## ACTIVITY
If a record holds a picture, omit that picture and copy everything else exactly.

## MATERIAL FOR THIS EXERCISE
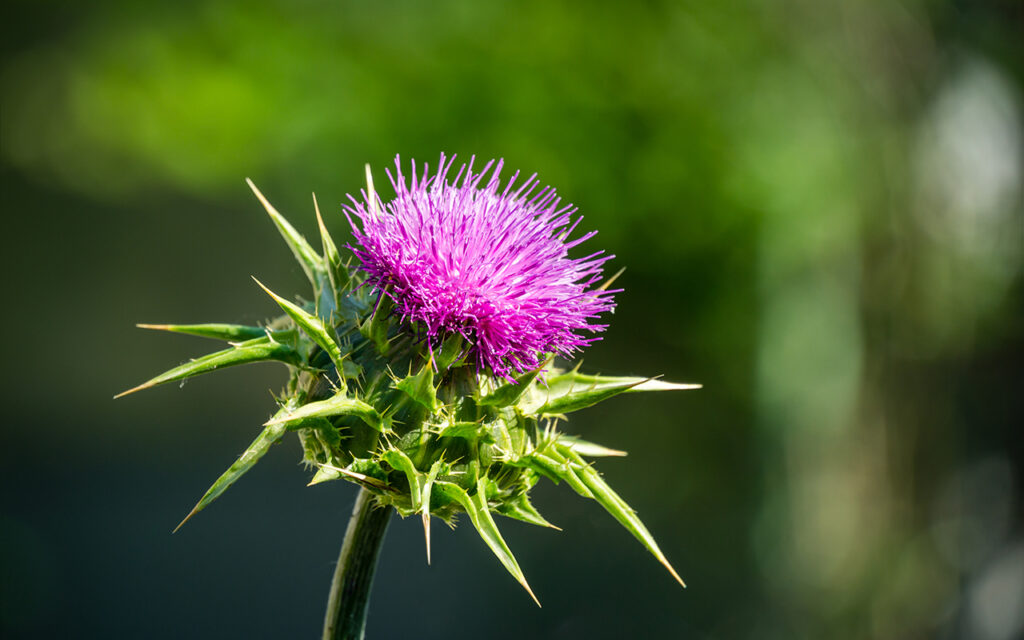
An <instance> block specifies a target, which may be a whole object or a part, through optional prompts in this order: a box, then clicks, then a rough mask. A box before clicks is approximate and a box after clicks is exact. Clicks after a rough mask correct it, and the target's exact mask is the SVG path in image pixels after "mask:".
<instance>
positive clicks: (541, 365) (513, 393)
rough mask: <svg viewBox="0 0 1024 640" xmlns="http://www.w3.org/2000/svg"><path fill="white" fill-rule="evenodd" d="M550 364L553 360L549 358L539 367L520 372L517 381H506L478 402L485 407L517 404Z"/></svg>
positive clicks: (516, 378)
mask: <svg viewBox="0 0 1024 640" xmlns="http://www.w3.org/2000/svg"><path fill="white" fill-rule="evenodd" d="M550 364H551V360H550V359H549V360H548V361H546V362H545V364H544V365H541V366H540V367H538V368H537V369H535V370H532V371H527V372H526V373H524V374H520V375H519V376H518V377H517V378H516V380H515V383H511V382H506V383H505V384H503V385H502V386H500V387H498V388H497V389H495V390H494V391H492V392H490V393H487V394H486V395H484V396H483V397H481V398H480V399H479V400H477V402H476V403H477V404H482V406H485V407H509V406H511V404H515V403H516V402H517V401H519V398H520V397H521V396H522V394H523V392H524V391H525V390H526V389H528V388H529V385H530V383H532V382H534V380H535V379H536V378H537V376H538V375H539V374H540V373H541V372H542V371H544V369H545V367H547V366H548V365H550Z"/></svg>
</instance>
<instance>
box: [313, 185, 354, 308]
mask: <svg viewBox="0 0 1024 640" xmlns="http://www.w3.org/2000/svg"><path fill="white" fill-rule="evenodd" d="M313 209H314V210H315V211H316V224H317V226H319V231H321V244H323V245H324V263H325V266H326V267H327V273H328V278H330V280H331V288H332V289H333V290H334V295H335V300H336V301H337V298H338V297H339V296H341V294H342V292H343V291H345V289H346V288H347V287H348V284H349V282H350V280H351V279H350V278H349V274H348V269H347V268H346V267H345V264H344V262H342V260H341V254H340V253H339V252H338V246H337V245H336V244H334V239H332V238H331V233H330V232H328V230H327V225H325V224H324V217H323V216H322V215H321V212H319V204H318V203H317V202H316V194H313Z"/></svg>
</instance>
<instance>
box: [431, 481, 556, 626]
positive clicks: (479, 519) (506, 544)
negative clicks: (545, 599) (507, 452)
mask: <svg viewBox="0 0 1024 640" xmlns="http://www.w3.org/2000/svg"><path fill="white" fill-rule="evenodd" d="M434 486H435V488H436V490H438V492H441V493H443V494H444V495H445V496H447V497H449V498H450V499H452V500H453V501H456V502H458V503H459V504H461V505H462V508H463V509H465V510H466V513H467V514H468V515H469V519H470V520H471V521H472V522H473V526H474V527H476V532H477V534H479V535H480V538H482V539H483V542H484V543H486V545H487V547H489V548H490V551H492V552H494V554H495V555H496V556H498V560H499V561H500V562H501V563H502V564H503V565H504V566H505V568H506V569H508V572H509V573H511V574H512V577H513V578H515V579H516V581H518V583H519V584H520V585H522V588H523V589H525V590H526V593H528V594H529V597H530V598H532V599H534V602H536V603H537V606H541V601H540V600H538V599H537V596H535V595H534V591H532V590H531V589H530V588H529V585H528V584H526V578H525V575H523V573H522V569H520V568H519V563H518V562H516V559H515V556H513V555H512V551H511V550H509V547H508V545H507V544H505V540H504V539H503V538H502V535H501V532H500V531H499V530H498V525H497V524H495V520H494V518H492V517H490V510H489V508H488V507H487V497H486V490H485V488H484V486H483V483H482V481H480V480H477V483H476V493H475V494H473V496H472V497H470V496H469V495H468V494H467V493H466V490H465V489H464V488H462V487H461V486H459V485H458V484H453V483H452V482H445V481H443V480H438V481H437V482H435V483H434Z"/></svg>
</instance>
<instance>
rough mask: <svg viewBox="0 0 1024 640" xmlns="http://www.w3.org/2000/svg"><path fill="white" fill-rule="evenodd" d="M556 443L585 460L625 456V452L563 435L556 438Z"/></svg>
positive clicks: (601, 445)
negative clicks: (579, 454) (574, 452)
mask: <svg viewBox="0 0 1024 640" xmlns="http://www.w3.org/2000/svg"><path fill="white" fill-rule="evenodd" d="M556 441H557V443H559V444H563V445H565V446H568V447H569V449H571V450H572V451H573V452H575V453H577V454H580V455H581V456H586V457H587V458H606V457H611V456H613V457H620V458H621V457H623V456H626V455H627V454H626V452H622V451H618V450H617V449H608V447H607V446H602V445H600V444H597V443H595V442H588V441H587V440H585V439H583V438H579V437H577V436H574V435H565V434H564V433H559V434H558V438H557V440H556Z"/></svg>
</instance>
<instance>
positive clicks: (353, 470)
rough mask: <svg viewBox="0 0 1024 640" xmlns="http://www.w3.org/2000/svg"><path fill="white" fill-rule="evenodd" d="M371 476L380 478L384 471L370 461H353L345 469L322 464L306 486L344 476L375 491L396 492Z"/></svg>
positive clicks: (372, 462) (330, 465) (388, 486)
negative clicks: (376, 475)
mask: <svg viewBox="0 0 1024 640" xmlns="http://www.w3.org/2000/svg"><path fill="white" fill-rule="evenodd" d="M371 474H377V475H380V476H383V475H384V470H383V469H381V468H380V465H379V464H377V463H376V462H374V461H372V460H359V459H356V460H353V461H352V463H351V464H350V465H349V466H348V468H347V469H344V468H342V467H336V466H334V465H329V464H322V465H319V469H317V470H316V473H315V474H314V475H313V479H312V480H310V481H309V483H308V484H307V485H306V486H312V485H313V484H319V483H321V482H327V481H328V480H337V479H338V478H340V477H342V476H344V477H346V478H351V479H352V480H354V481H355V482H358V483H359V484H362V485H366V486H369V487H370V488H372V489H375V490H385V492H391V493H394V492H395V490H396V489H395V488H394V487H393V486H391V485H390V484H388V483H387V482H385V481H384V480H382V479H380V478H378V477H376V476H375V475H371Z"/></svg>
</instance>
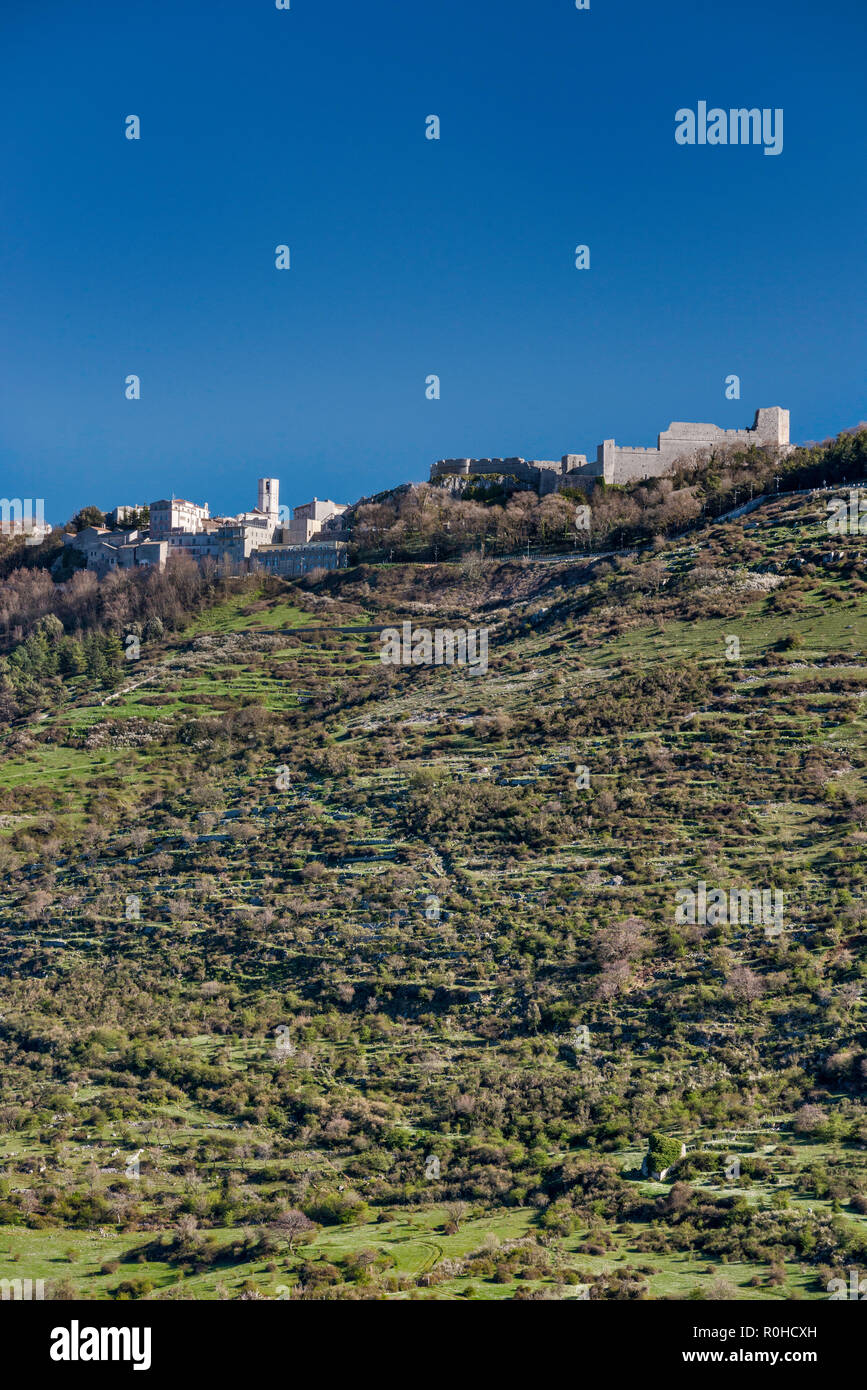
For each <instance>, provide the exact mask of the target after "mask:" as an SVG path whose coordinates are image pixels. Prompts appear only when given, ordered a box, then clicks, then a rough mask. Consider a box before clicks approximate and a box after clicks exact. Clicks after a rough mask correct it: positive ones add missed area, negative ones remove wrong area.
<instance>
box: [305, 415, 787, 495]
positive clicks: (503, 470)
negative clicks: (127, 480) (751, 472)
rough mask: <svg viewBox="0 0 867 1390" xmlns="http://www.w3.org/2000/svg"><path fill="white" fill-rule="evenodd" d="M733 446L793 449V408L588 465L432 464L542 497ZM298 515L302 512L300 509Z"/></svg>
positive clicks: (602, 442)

## WRITTEN RESPONSE
An <instance> block specifies a target, which may be a whole object or a part, through optional prompts in this order: a box, then clicks, then a rough mask. A box before clicks is approximate and a box after clicks is exact. Clicks after a rough mask correct it, and the target's exact mask is the SVG path in image pixels after "mask:".
<instance>
positive clicks: (541, 365) (513, 393)
rough mask: <svg viewBox="0 0 1024 640" xmlns="http://www.w3.org/2000/svg"><path fill="white" fill-rule="evenodd" d="M550 364L553 360L549 358L539 367L520 372L517 381H506L478 402L485 407L517 404Z"/></svg>
positive clicks: (516, 378)
mask: <svg viewBox="0 0 1024 640" xmlns="http://www.w3.org/2000/svg"><path fill="white" fill-rule="evenodd" d="M550 364H551V360H550V359H549V360H548V361H546V362H545V364H544V365H541V366H540V367H538V368H537V369H535V370H532V371H527V372H526V373H524V374H520V375H519V376H518V377H517V378H516V380H515V383H511V382H506V383H505V384H503V385H502V386H500V387H498V388H497V389H495V390H494V391H492V392H490V393H487V394H486V395H484V396H483V397H481V398H480V399H479V400H477V402H476V403H477V404H482V406H485V407H509V406H511V404H515V403H516V402H517V401H519V398H520V397H521V396H522V394H523V392H524V391H525V390H526V389H528V388H529V385H530V383H532V382H534V380H535V379H536V378H537V376H538V375H539V374H540V373H541V372H542V371H544V369H545V367H547V366H548V365H550Z"/></svg>
</instance>
<instance>
box: [313, 185, 354, 308]
mask: <svg viewBox="0 0 1024 640" xmlns="http://www.w3.org/2000/svg"><path fill="white" fill-rule="evenodd" d="M313 209H314V210H315V211H316V224H317V226H319V231H321V244H323V245H324V263H325V266H326V267H327V273H328V278H330V280H331V288H332V289H333V290H334V295H335V300H336V301H337V298H338V297H339V296H341V294H342V292H343V291H345V289H346V288H347V287H348V284H349V282H350V280H351V279H350V278H349V274H348V269H347V268H346V267H345V264H344V262H342V260H341V254H340V253H339V252H338V246H337V245H336V244H334V239H332V238H331V233H330V232H328V230H327V225H325V224H324V217H323V216H322V215H321V212H319V204H318V203H317V202H316V194H313Z"/></svg>
</instance>
<instance>
box: [431, 481, 556, 626]
positive clicks: (479, 519) (506, 544)
negative clicks: (545, 599) (507, 452)
mask: <svg viewBox="0 0 1024 640" xmlns="http://www.w3.org/2000/svg"><path fill="white" fill-rule="evenodd" d="M434 486H435V488H436V490H438V492H441V493H443V494H444V495H445V496H447V497H449V498H450V499H452V500H453V501H456V502H458V503H459V504H461V505H462V508H463V509H465V510H466V513H467V514H468V515H469V519H470V520H471V521H472V522H473V526H474V527H476V532H477V534H479V535H480V538H482V539H483V542H484V543H486V545H487V547H489V548H490V551H492V552H494V554H495V555H496V556H498V560H499V561H500V562H501V563H502V564H503V565H504V566H505V568H506V569H508V572H509V573H511V574H512V577H513V578H515V579H516V581H518V583H519V584H520V585H522V588H523V589H525V590H526V593H528V594H529V597H530V598H532V599H534V602H536V603H537V606H541V601H540V600H538V599H537V596H535V595H534V591H532V590H531V589H530V588H529V585H528V584H526V578H525V575H523V573H522V569H520V568H519V563H518V562H516V559H515V556H513V555H512V551H511V550H509V547H508V545H507V544H505V540H504V539H503V538H502V535H501V532H500V531H499V530H498V525H497V524H495V520H494V518H492V517H490V510H489V508H488V507H487V497H486V490H485V488H484V486H483V483H482V481H480V480H477V483H476V493H475V494H473V496H472V497H470V496H469V495H468V494H467V493H466V490H465V489H464V488H462V487H461V486H459V485H458V484H453V483H452V482H445V481H443V480H438V481H437V482H435V483H434Z"/></svg>
</instance>
<instance>
rough mask: <svg viewBox="0 0 1024 640" xmlns="http://www.w3.org/2000/svg"><path fill="white" fill-rule="evenodd" d="M556 443L585 460L625 456V452L563 435L556 438Z"/></svg>
positive clicks: (601, 445)
negative clicks: (579, 454) (574, 452)
mask: <svg viewBox="0 0 1024 640" xmlns="http://www.w3.org/2000/svg"><path fill="white" fill-rule="evenodd" d="M556 441H557V443H559V444H563V445H565V446H568V447H569V449H571V450H572V451H573V452H575V453H577V454H580V455H581V456H586V457H587V458H606V457H611V456H613V457H620V458H621V457H623V456H626V455H627V454H626V452H622V451H618V450H617V449H608V447H607V446H602V445H600V444H597V443H595V442H588V441H587V440H585V439H583V438H579V437H577V436H574V435H565V434H564V433H559V434H558V438H557V440H556Z"/></svg>
</instance>
<instance>
positive clicks: (353, 470)
rough mask: <svg viewBox="0 0 1024 640" xmlns="http://www.w3.org/2000/svg"><path fill="white" fill-rule="evenodd" d="M371 476L380 478L384 471L370 461H353L345 469L322 464L306 486L344 476L375 491L396 492Z"/></svg>
positive clicks: (372, 462) (330, 465) (388, 486)
negative clicks: (376, 475)
mask: <svg viewBox="0 0 1024 640" xmlns="http://www.w3.org/2000/svg"><path fill="white" fill-rule="evenodd" d="M371 474H377V475H380V476H383V475H384V470H383V469H381V468H380V465H379V464H377V463H376V462H374V461H372V460H359V459H356V460H353V461H352V463H351V464H350V465H349V466H348V468H347V469H344V468H342V467H336V466H334V465H329V464H322V465H319V469H317V470H316V473H315V474H314V475H313V479H312V480H310V481H309V483H308V484H307V485H306V486H312V485H313V484H319V483H321V482H327V481H328V480H337V479H338V478H340V477H342V476H344V477H346V478H351V479H352V480H354V481H355V482H358V483H359V484H362V485H366V486H369V487H370V488H372V489H375V490H385V492H391V493H394V492H395V490H396V489H395V488H394V487H393V486H391V485H390V484H388V483H387V482H385V481H384V480H382V479H380V478H378V477H376V476H375V475H371Z"/></svg>
</instance>
For each <instance>, provide the exact mask of the target after "mask:" as an SVG path whose coordinates are image pixels. Prompts appear only when given, ordered a box, then clicks, then a rough mask. Consider a box before clicks approximate and a box after clicks exact. Clicks after a rough mask correct it: positive ones add missed area, negative ones remove wrong area.
<instance>
box: [305, 415, 787, 495]
positive clicks: (503, 470)
negative clicks: (127, 480) (751, 472)
rough mask: <svg viewBox="0 0 867 1390" xmlns="http://www.w3.org/2000/svg"><path fill="white" fill-rule="evenodd" d="M733 446L793 449V408L588 465L432 464L542 497ZM298 515L302 512L300 509Z"/></svg>
positive clicks: (602, 442)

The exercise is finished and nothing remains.